Task requirements: Please reproduce all entries word for word and omit their pictures.

Region pointing data
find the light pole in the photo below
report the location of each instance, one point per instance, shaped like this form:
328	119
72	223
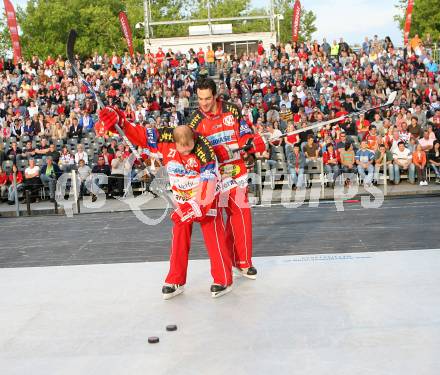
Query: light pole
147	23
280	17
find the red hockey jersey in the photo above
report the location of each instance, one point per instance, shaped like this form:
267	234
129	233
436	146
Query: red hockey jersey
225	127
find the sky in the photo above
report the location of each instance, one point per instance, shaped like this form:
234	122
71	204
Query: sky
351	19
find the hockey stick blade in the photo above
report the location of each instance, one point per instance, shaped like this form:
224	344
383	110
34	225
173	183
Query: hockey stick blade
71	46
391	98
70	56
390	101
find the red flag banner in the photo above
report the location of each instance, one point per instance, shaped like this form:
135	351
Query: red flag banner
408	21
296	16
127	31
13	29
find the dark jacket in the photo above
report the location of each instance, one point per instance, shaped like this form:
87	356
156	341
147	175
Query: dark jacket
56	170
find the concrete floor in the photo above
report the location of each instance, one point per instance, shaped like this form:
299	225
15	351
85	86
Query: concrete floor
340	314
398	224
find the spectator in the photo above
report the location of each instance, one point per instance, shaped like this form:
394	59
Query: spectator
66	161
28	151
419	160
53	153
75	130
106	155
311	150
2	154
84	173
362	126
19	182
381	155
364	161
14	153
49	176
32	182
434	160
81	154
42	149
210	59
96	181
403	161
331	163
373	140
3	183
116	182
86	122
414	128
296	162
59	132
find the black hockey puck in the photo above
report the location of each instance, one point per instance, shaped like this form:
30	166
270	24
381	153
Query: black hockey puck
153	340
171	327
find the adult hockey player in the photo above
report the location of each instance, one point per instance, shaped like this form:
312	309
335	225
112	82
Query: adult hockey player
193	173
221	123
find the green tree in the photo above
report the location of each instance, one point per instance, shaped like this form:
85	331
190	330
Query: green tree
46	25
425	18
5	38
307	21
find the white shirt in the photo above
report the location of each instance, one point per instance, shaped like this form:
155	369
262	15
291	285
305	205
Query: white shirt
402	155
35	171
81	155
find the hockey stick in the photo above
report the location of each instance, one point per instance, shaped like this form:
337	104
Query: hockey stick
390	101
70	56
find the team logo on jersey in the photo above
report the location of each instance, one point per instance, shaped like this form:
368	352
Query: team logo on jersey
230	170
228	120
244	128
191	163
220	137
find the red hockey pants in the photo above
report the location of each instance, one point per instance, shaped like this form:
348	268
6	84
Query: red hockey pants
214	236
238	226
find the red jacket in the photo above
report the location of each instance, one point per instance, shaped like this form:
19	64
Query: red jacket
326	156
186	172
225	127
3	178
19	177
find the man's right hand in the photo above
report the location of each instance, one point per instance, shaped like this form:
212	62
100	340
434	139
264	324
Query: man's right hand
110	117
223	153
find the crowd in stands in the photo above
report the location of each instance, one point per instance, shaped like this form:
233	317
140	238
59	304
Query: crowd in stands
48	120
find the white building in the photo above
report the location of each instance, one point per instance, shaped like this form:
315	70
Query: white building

Response box:
find the light pole in the photo below
report the location of each instance, one point per instance, shaped like this form:
328	119
72	223
Query: light pole
147	23
280	17
find the red hockey jersey in the photo above
report the location of each instance, one point per instance, shaped like this form:
267	234
129	233
436	146
Query: red hockey jersey
225	127
find the sky in the photo above
report the location of each instance, one point per instance, shaped like this form:
234	122
71	204
Query: sky
351	19
find the hockey stick blade in the photo above
report the location of each instance, one point per instance, shaped like this form:
224	344
383	110
34	225
173	183
Query: hockey stick blade
71	46
391	98
70	56
390	101
find the red flag banner in the photo above
report the location of each instance, one point per instance, shaped like this form:
135	351
Query: red flag banner
408	21
296	16
127	31
13	29
find the dark jacket in the photo above
report the location of each instance, one point per instance, shaped like this form:
87	356
156	341
147	175
Query: dark jacket
56	170
find the concrete floor in the photo above
report the location of each instance, one point per instance, shaped like this form:
299	225
15	351
85	86
Query: concrete floor
340	314
398	224
find the spectator in the photo above
report the location of each instance, one point per instance, shaped like this form:
394	59
Query: spectator
66	161
28	151
419	160
53	153
75	130
106	155
311	150
2	154
84	173
362	126
19	182
381	155
364	161
14	153
49	176
32	182
434	160
81	154
42	149
210	59
96	181
403	161
331	163
373	140
3	183
116	182
86	122
414	128
296	162
59	132
find the black hockey puck in the photo above
report the location of each instance, one point per instance, shaped like this form:
30	166
270	24
381	153
Query: black hockey puck
153	340
171	327
find the adult hockey player in the photo above
report the location of each instance, one point per instance, shaped like this form:
312	309
335	225
112	82
Query: adult hockey player
193	173
221	123
find the green tree in the photo above
report the location of each instance, one point per instance, shaped like this form:
85	331
190	330
Query: green tree
46	25
425	18
5	38
307	21
find the white shirt in the photo above
report the location of each instance, one point per instance, shaped like this form:
155	369
262	15
291	285
305	205
Query: white shirt
402	155
35	171
81	155
find the hockey stick in the photo above
report the location of each instance, one point per instance, shaped like this form:
337	104
Query: hockey stick
390	101
70	56
find the team logo on jersey in the photo above
report the location of each instance, one point per instance, shaped like this form:
368	352
Query: team logo on jersey
230	170
228	120
244	128
191	163
220	137
find the red hockey pants in the photo above
report the location of each instance, one point per instance, shaped like this form:
348	268
6	84
Query: red hockey pants
214	236
238	226
find the red jacket in the photo above
report the location of each instance, one point per instance, shaped like this form:
19	64
Query: red jacket
326	156
186	172
225	127
3	178
19	177
find the man's right hand in the photo above
report the location of each instance, one point per instance, shaped like this form:
212	62
100	340
434	139
264	324
Query: man's right hand
110	117
223	153
find the crowd in stands in the photo above
report the location of each instance, one point per instance, shaped like this form:
233	317
140	238
59	304
Query: crowd in stands
48	120
find the white building in the photo above
report the location of each instance, one point per instance, shaped like this form:
315	70
Query: white building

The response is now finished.